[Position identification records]
◆ ◆ ◆

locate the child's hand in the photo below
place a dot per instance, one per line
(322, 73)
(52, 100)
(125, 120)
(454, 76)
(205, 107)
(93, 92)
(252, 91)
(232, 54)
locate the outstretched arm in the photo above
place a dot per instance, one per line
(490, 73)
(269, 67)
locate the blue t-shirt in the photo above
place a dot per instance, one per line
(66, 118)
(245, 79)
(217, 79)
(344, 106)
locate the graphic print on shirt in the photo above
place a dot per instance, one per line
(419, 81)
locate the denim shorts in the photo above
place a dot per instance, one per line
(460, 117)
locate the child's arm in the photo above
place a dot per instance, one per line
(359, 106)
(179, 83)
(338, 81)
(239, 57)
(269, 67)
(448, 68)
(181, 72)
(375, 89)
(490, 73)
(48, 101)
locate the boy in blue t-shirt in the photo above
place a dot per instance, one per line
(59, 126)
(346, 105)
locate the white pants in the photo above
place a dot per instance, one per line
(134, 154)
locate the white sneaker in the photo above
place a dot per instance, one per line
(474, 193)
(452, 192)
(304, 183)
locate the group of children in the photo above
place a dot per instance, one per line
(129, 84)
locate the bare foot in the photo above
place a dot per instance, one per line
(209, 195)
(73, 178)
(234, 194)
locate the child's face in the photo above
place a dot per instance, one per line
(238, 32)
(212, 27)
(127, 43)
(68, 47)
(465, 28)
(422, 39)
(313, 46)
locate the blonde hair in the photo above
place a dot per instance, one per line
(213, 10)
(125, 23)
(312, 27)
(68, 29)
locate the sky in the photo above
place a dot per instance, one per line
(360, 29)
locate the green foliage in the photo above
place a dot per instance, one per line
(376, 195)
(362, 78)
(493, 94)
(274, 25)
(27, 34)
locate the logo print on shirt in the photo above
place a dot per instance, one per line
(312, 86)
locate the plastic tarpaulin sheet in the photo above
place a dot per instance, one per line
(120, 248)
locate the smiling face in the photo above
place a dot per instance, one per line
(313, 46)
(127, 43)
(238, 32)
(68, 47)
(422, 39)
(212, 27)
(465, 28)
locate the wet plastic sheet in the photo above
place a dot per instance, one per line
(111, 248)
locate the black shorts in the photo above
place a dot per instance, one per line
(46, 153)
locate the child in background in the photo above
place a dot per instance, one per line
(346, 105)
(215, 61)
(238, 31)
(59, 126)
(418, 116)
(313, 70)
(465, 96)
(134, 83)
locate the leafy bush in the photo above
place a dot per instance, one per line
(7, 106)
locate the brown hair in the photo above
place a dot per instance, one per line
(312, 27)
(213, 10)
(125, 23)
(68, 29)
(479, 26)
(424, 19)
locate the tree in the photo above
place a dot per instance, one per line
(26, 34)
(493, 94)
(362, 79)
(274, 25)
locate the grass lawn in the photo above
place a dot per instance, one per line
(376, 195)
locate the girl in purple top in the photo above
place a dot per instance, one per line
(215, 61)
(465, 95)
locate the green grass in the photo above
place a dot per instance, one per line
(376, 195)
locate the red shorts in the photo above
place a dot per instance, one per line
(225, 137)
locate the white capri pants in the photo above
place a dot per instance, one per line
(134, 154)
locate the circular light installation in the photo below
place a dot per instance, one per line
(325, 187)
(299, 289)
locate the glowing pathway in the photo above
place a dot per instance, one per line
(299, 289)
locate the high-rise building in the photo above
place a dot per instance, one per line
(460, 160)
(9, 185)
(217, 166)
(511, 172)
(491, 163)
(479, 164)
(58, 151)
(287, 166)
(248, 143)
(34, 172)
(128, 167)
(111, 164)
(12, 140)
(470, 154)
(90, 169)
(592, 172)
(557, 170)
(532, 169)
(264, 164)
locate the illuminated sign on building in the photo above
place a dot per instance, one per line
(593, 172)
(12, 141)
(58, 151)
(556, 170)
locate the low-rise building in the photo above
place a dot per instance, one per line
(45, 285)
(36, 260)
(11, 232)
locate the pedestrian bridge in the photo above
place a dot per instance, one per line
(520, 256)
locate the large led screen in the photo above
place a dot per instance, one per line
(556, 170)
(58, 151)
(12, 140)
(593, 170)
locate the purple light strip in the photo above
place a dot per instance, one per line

◆ ◆ ◆

WHAT YOU SHOULD DO>
Copy the listing above with "place a dot" replaced by "mark a point" wherever it occurs, and leave every other part unchanged.

SOLVED EXERCISE>
locate the child's hand in the photo below
mark a point per instance, one per line
(322, 73)
(52, 100)
(125, 120)
(454, 76)
(205, 107)
(93, 92)
(252, 91)
(232, 54)
locate the outstretched arm in the photo above
mark a point per instance, one per line
(490, 73)
(269, 67)
locate the blue t-shirt in the photo above
mark a point per instance, one per line
(66, 118)
(245, 79)
(217, 79)
(344, 106)
locate the graphic print on shirt in the photo above
mark a point per instance, one per line
(419, 81)
locate the denim shorts in the photo above
mark a point per instance, one per line
(460, 117)
locate the child's arm in the photo above
mark a point per instance, one per line
(359, 106)
(179, 83)
(338, 81)
(239, 57)
(269, 67)
(448, 68)
(181, 72)
(375, 89)
(490, 73)
(48, 101)
locate the boy in blue t-shirt in the photo above
mark a point per instance, one per line
(59, 126)
(346, 105)
locate the white pants in the photo above
mark a point per instance, one per line
(134, 154)
locate the white sneaker in the photo above
mark a point per instance, one per line
(474, 193)
(452, 192)
(304, 183)
locate the group of children in the photo above
mark a point per instance, one per line
(129, 84)
locate the bare foot in the photo above
mark a point per instance, one per line
(209, 195)
(73, 178)
(234, 194)
locate the child's face in the photo above
mark a point per instance, one per line
(238, 32)
(212, 27)
(127, 43)
(68, 47)
(465, 28)
(422, 39)
(313, 46)
locate the blonde hair in the photo above
mark a point per instance, one per line
(213, 10)
(125, 23)
(312, 27)
(68, 29)
locate the sky in the photo above
mark a point per instance, one per line
(360, 29)
locate the green foliage in the photo above
mark a point per instance, one per line
(376, 195)
(362, 78)
(493, 94)
(274, 25)
(27, 34)
locate the logo print on shirt in the photo above
mark a point per instance, one per line
(312, 86)
locate the plastic tarpaulin sheet in the photo above
mark a point per instance, one per line
(120, 248)
locate the smiling face in the photo above
mark a point per instance, one per line
(313, 46)
(127, 43)
(238, 32)
(68, 47)
(422, 39)
(212, 27)
(465, 28)
locate the wet plastic sheet in the photo above
mark a point per instance, one per line
(111, 248)
locate the black shorts in the photo above
mark a point per instance, one per line
(46, 153)
locate the child in background in the photo above
mark a point per instance, one per line
(346, 105)
(215, 61)
(238, 31)
(59, 126)
(418, 116)
(313, 70)
(465, 96)
(134, 83)
locate the leafy bush in the photo above
mark a point per instance, one per line
(7, 106)
locate the brown hair in the photo above
mark a point per instance, one per line
(312, 27)
(213, 10)
(125, 23)
(68, 29)
(479, 26)
(424, 19)
locate the tree in the photo above
mark a point per instance, one per line
(26, 34)
(493, 94)
(362, 79)
(274, 25)
locate the grass lawn in the photo above
mark a point per instance, one per line
(376, 195)
locate the girl in purple top in the photo above
mark a point per instance, one per line
(215, 61)
(465, 95)
locate the green grass in the photo above
mark a point per instance, one per line
(376, 195)
locate the red shorts in the photo above
mark a point per instance, one per line
(225, 137)
locate the white capri pants in the photo above
mark a point per instance, one per line
(134, 154)
locate the circular light installation in the photo below
mark a point per instance, one per line
(325, 187)
(299, 289)
locate the glowing pathway in the photo above
mark a point per instance, one per line
(299, 289)
locate the high-rise building in the photo above
mark a point per instance, one per line
(460, 160)
(9, 185)
(217, 166)
(511, 172)
(491, 163)
(479, 164)
(58, 151)
(287, 166)
(248, 143)
(34, 172)
(128, 167)
(111, 164)
(12, 140)
(470, 154)
(90, 169)
(592, 172)
(557, 170)
(532, 169)
(264, 164)
locate the illuminated sign on building in the photo above
mark a point per instance, one per line
(593, 172)
(12, 141)
(58, 151)
(556, 170)
locate the low-rise building in the photo above
mark a point per instance, one per line
(45, 285)
(36, 260)
(11, 232)
locate the pedestrian bridge in the photo above
mark a point per instance, one per line
(520, 256)
locate the large led screen in the photo above
mark a point per instance, one per line
(556, 170)
(58, 151)
(12, 140)
(593, 170)
locate the purple light strip in the photo above
mark a point per instance, one per line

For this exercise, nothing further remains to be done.